▶ CONSIGNES:
**A.** Reprenez mot pour mot le passage de l'extrait cité qui va de « Penser d’abord l’École » jusqu'à « ségrégative, moins discriminante. » inclus.
**B.** Sans tenir compte du titre, relevez dans l'extrait cité tous les mots qui prennent une majuscule alors qu'ils ne commencent pas une phrase.

Penser d’abord l’École de demain

Nous avons en France un service public qui organise l’enseignement pour tous et toutes. C’est donc dans ce cadre que l’EPS doit être pensée. Ce système est attaqué, remis en cause par les diverses réformes précédentes qui aboutissent, depuis un certain nombre d’années, à une réduction des moyens qui le rend de plus en plus inefficace. C’est vrai aussi pour d’autres services publics comme l’Hôpital. La première urgence est donc de rebâtir une école au service de tous et toutes, moins ségrégative, moins discriminante.

Pour dire les choses clairement, nous ne voulons plus d’une École soumise au système capitaliste qui considère l’enseignement comme dépense et non un investissement, et les inégalités sociales et scolaires comme un phénomène naturel. Les résultats des élections présidentielles nous obligent à nous projeter dans les 5 prochaines années pour bâtir un changement de logiciel. Faute de quoi notre discipline sera contrainte d’épouser le moule d’une école conçue pour celles et ceux qui réussissent déjà.

▶ LIGNES FOURNIES:
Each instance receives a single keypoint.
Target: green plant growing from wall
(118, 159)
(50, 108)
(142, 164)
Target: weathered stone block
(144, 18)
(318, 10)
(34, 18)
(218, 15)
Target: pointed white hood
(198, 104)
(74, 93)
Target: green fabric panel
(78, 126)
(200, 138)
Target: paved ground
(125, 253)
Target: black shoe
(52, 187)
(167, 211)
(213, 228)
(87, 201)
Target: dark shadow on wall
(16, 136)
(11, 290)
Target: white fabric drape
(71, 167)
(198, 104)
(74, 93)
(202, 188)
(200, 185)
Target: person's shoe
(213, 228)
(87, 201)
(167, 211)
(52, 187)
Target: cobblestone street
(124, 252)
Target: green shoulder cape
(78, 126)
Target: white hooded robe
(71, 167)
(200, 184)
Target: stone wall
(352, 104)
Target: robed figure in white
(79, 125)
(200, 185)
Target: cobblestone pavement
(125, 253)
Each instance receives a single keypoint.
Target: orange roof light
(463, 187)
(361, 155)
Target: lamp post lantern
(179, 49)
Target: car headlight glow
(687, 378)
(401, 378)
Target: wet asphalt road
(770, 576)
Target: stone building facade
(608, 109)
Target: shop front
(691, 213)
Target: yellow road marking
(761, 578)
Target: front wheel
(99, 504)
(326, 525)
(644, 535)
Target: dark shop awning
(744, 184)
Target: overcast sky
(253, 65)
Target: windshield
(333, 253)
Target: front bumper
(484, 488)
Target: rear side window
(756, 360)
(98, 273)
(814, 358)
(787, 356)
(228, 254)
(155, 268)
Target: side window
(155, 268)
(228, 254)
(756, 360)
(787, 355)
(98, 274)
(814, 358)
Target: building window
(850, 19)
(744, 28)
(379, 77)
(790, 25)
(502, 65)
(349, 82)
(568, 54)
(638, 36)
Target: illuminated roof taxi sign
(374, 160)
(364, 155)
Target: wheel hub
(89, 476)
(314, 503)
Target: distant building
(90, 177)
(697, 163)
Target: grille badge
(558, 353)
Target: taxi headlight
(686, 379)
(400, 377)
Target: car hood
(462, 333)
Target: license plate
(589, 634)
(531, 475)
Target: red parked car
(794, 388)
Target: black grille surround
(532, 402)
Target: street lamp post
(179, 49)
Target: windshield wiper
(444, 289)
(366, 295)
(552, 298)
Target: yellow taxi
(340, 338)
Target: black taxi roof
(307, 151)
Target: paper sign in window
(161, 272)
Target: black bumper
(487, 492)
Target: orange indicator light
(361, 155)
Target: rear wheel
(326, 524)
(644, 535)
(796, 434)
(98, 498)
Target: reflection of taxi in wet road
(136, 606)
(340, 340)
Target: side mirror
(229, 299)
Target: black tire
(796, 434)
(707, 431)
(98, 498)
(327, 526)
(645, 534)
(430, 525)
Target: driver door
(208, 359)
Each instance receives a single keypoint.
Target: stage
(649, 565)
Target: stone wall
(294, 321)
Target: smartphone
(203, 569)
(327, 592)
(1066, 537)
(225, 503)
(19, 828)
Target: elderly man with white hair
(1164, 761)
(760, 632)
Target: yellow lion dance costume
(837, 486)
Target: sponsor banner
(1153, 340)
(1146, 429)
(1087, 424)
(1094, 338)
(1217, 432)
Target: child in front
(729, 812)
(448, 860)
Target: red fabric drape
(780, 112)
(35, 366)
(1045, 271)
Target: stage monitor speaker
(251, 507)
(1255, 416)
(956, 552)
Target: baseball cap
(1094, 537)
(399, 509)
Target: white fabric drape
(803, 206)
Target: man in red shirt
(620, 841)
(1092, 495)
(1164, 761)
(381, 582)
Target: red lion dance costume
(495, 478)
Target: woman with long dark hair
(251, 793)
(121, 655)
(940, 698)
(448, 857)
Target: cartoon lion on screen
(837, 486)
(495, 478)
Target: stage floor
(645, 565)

▶ RÉPONSES ATTENDUES:
**A.**
Penser d’abord l’École de demain

Nous avons en France un service public qui organise l’enseignement pour tous et toutes. C’est donc dans ce cadre que l’EPS doit être pensée. Ce système est attaqué, remis en cause par les diverses réformes précédentes qui aboutissent, depuis un certain nombre d’années, à une réduction des moyens qui le rend de plus en plus inefficace. C’est vrai aussi pour d’autres services publics comme l’Hôpital. La première urgence est donc de rebâtir une école au service de tous et toutes, moins ségrégative, moins discriminante.

**B.** France, EPS, Hôpital, École